— Gereksinimler —
A - “Ve Ceyda, Aşkın C Şıkkı” yazısı hangi kategoride yer alıyor?
B - “Ve Ceyda, Aşkın C Şıkkı” yazısını kaldığı yerden devam ettirin.

— Seçilmiş bölüm —
******

Mlliyet Milliyet Blog Milliyet Blog
 
Facebook Connect
Blog Kategorileri
 

31 Mart '11

 
Kategori
Kitap
 

Ve Ceyda, Aşkın C Şıkkı

Ve Ceyda, Aşkın C Şıkkı
 

Hep öyleydi, gizledi.


 

"Ata Bey, Hasan Bey görüşmek istiyor."
"Ata Bey, yarın görüşebilir miyiz?"
"Ata bey, daha fazla bekleyemeyiz."

******

— Kayıtlı veriler —
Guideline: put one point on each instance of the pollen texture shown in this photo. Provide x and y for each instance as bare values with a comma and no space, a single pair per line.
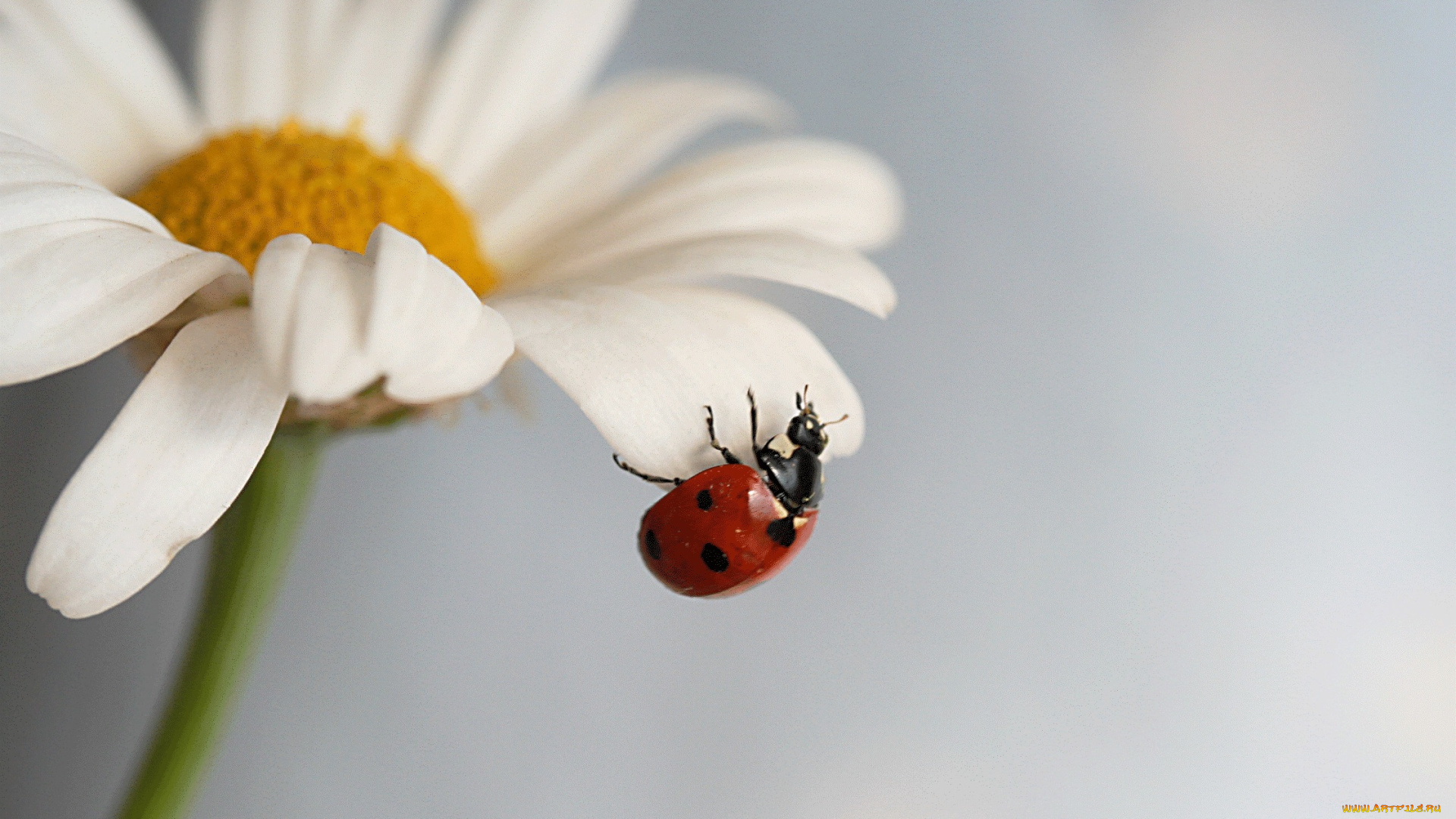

******

— Görevlerin yanıtları —
A - Kitap kategorisinde.

B -
Öyle sıkıldım ki... Yaz tatilini hedefledikleri için bir aydır başımın etini yiyordu yayınevim. Aşk hikayelerini sever ya tatilciler! Oysa ben kararsızdım. Puzzle'ın taşları bir türlü yerli yerine oturmuyordu çünkü. Ben kitaplarımı konunun geçtiği ülkelerde yaşayarak yazıyorum. BOI, BOV ve BOS gerçek hayatımdan nice bölümler içeren, gerçek kahramanlarıyla sanki birer tiyatro eseri gibi yazılan kitaplar. Mekânların, konuların, kahramanların gerçekliğiyle övünüyorum. Gerçek hayatı onlarla paylaşmaya devam ediyorum. Ama çılgın ruhum nasıl bir ters köşeye yatırdıysa beni, 21 Temmuz 2010 akşamında bambaşka bir kitap yazmaya başladım. Hem de ne haz ve hızla! Anladım ki bitirince rahatlayacaktım ve iki ayda da bitti zaten. Altı aylık dinlenme süreci, editoryal kontrol, kapak baskısı, sayfa düzenlemesi de tamamlandı ve baskıya girilmesi için nihai onayım bekleniyordu.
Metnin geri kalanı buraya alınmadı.